* [Excerpt]:
That mindset is found in this document:

We hold these truths to be self-evident, that all men are created equal, that they are endowed by their Creator with certain unalienable Rights, that among these are Life, Liberty and the pursuit of Happiness.

Declaration of Independence

Christ and Culture in Paradox:

To those who answer the question in this way it appears that Christians throughout life are subject to the tension that accompanies obedience to two authorities who do not agree yet must be obeyed…Hence man is seen as subject to two moralities , and as a citizen of two worlds that are not only discontinous with each other but largely opposed. In the polarity and tension of Christ and culture life must be lived precarioulsy and sinfully in the hope of a justificaton which lies beyond history. Luther may be regarded as the greatest representitive of this type, yet many a Christian who is not otherwise a Lutheran finds himself compelled to solve the problem in this way.
Christ & Culture, H. Richard Niebuhr, pg 42-43

In this model, Christians are a part of two distinct worlds that seldom overlap. The Christian alone cannot reconcile this paradox and relies on God’s grace and mercy to forgive him for what he must do to survive in this world.

This balancing act will sometimes lead to paradox: as Christians under grace, we should not return harm for harm, but in time of war, we may rightly be ordered to take up arms, if it is the only way of limiting greater evil. Yet if a leader is wrong, in the sense of commanding us to do something contrary to God’s law, we are not bound to obey “for it is no one’s duty to do wrong; we must obey God (who desires the right) rather than men (Acts 5:29).”

— Angus J. L. Menuge, “Niebuhr’s Christ and Culture Reexamined” (1999) Christ and Culture in Dialogue via Issues, Etc.

The Christian is called to improve his world via the example given by Christ, however, the world often does not accept that behavior as satisfactory. Whether it be a king cajoling his army or a president rallying a nation to war, the Christian often has to dirty his hands in this world and hope for forgiveness in the next.

Christ the Transformer of Culture:

Finally, as the fifth type in the general series and as the third of the meditaing answers, there is the conversionist solution. Those who offer it understand with the members of the first and the fourth groups that human nature is fallen or perverted, and that this perversion not only appears in culture but is transmitted by it…Yet the antithesis does not lead either to Christian separation from the world as in the first group, or to mere endurance as in the fourth. Christ is seen as the converter of man in his culture and society, not apart from these, for there is no nature without culture and no turning of men from self and idols to God save in society. It was in Augustine that the great outlines of this answer seem to be offered; John Calvin makes it explicit; many others are associated with these two.
Christ & Culture, H. Richard Niebuhr, pg43

Of all the views, this is the most optimistic. Man alone cannot transform culture, but man’s efforts and God’s grace can. Culture is seen as a vehicle to spread the teachings of Christ. If culture is ‘infected’ with sin, then this group sees themselves as a ‘good infection’ to counter it.

One of the first to consider this theory was Augustine, who used Rome, previously the seat of a pagan empire turned into the seat of the church, as the shining example.

Through The Glass Darkly

It is my sincere hope that these examples help to bring some distinction to the broad religion known as ‘Christianity’ for you. Even life long Christians should find some worth to seeing their church examined under Niebuhr’s lens. As I stated before, no denomination will show one type to the exclusion of all others. Each denomination contains sub cultures that will feature traits that contradict those of the ‘mother’ church.

* [Questions]:
• 1. From the excerpt's quotation of the Declaration of Independence, list the rights named as being among the unalienable Rights.
• 2. Rewrite the excerpt's passage between "It is my sincere" and "the ‘mother’ church.", inclusive, substituting "congregation" for every "denomination".

* [Provided information]:
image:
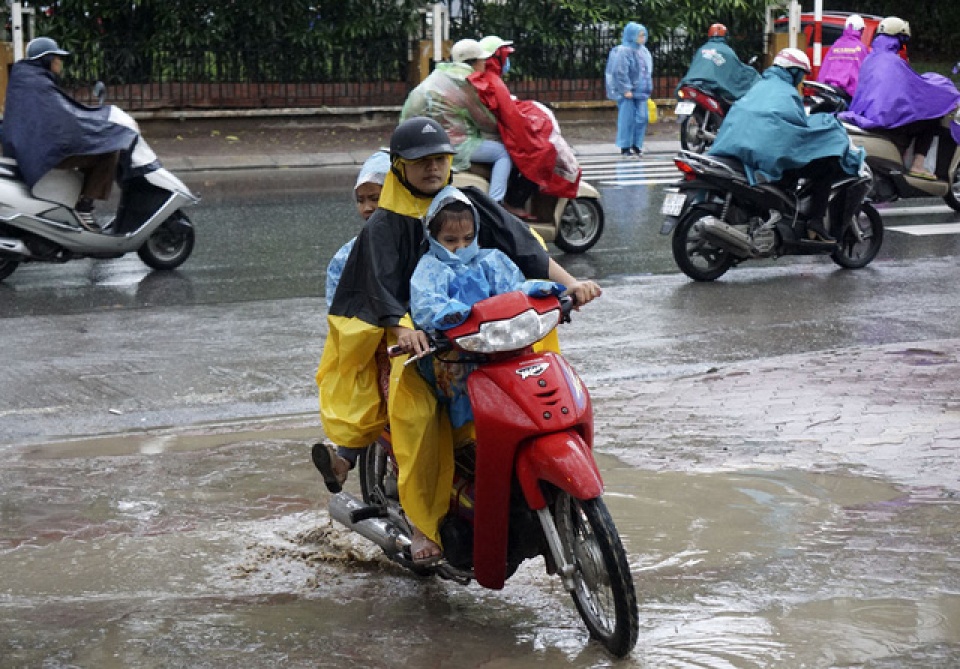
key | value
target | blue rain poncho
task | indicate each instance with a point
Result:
(629, 67)
(769, 131)
(42, 125)
(443, 289)
(445, 285)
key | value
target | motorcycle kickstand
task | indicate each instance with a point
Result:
(564, 568)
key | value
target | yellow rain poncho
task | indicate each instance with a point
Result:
(374, 294)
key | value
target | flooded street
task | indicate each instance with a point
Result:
(780, 452)
(210, 547)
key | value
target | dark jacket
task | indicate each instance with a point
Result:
(42, 125)
(375, 285)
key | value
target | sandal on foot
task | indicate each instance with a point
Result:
(324, 459)
(420, 542)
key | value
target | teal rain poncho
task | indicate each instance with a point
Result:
(717, 70)
(768, 130)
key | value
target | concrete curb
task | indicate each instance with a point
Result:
(259, 161)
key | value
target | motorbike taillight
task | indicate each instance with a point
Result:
(688, 172)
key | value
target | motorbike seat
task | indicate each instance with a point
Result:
(9, 168)
(855, 129)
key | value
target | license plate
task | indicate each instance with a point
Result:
(673, 204)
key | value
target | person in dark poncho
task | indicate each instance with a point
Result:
(373, 297)
(44, 128)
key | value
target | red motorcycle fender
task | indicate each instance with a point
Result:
(563, 459)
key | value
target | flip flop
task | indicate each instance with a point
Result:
(323, 459)
(417, 545)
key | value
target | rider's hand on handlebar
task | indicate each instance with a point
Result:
(410, 341)
(584, 291)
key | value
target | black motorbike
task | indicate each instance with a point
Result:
(719, 219)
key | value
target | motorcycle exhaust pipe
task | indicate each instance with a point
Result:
(13, 249)
(353, 514)
(728, 237)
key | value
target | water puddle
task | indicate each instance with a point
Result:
(213, 549)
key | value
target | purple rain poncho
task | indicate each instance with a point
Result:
(841, 66)
(890, 94)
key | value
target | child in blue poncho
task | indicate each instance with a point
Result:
(453, 275)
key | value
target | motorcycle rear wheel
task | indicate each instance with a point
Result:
(695, 256)
(170, 244)
(691, 132)
(853, 254)
(604, 592)
(581, 225)
(7, 268)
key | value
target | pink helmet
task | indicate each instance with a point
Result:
(788, 58)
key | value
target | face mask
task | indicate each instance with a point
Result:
(467, 253)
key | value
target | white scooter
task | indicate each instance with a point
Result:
(574, 225)
(42, 226)
(891, 178)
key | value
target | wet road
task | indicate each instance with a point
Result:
(157, 507)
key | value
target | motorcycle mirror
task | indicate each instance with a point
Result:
(99, 92)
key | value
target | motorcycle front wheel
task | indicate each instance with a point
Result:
(581, 225)
(603, 593)
(694, 255)
(170, 244)
(691, 132)
(852, 253)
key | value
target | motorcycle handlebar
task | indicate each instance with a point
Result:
(440, 343)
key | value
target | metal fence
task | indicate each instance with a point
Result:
(570, 70)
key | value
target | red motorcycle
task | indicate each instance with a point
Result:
(700, 114)
(531, 486)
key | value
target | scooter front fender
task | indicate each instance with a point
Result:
(562, 459)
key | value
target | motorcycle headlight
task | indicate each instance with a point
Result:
(511, 334)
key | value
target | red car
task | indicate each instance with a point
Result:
(831, 27)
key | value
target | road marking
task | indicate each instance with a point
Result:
(922, 230)
(912, 211)
(612, 171)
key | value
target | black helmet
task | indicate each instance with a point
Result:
(418, 137)
(44, 46)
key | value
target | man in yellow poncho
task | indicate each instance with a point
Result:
(371, 302)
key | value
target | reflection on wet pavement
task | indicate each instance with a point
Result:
(214, 551)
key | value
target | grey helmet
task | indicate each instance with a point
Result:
(44, 46)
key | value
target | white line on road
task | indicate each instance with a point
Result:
(925, 230)
(912, 211)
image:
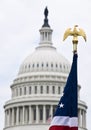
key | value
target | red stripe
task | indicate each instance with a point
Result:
(63, 128)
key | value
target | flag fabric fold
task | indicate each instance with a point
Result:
(66, 114)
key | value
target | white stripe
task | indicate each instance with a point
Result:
(64, 121)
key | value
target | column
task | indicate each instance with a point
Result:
(37, 114)
(13, 116)
(30, 114)
(23, 114)
(44, 114)
(17, 116)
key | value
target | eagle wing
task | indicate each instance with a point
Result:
(67, 33)
(82, 33)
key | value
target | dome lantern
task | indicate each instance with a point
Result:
(46, 31)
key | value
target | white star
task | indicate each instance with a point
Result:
(61, 105)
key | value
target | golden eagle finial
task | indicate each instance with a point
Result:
(75, 33)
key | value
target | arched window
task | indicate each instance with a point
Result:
(41, 89)
(24, 90)
(16, 91)
(33, 65)
(47, 65)
(37, 65)
(56, 65)
(51, 65)
(47, 112)
(53, 89)
(42, 65)
(30, 90)
(29, 66)
(35, 89)
(59, 90)
(34, 114)
(47, 89)
(20, 91)
(41, 113)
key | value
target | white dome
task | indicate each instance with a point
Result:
(45, 58)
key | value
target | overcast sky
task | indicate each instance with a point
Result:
(20, 21)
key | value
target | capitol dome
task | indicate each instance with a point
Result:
(38, 87)
(44, 59)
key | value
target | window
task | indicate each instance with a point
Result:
(59, 90)
(20, 91)
(37, 65)
(47, 89)
(54, 108)
(30, 90)
(42, 64)
(47, 112)
(53, 89)
(47, 65)
(16, 91)
(56, 65)
(51, 65)
(33, 65)
(35, 89)
(41, 113)
(34, 113)
(24, 90)
(29, 66)
(60, 66)
(41, 89)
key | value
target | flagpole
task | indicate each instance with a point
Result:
(66, 114)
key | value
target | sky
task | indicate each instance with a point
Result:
(20, 21)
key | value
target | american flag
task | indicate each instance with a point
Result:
(66, 116)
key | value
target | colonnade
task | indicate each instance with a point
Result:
(28, 114)
(36, 114)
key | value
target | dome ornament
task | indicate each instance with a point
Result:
(46, 12)
(46, 19)
(75, 33)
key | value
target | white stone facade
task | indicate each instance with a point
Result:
(38, 87)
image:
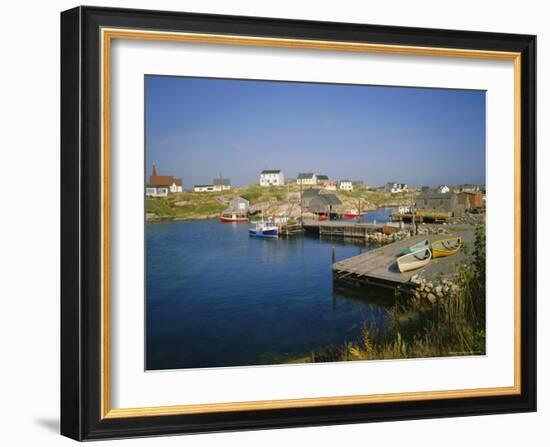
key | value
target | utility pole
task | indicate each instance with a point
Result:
(301, 204)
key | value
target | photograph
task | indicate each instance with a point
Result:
(299, 222)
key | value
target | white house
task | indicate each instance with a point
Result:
(395, 188)
(346, 185)
(272, 177)
(307, 178)
(156, 191)
(205, 188)
(157, 184)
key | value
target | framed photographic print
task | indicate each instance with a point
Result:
(277, 223)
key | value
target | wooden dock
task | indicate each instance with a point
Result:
(379, 267)
(345, 228)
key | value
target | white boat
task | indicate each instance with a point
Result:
(264, 229)
(414, 260)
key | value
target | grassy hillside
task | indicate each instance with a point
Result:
(209, 205)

* [Results by task]:
• 1.
- Life
- Liberty
- the pursuit of Happiness

• 2.
It is my sincere hope that these examples help to bring some distinction to the broad religion known as ‘Christianity’ for you. Even life long Christians should find some worth to seeing their church examined under Niebuhr’s lens. As I stated before, no congregation will show one type to the exclusion of all others. Each congregation contains sub cultures that will feature traits that contradict those of the ‘mother’ church.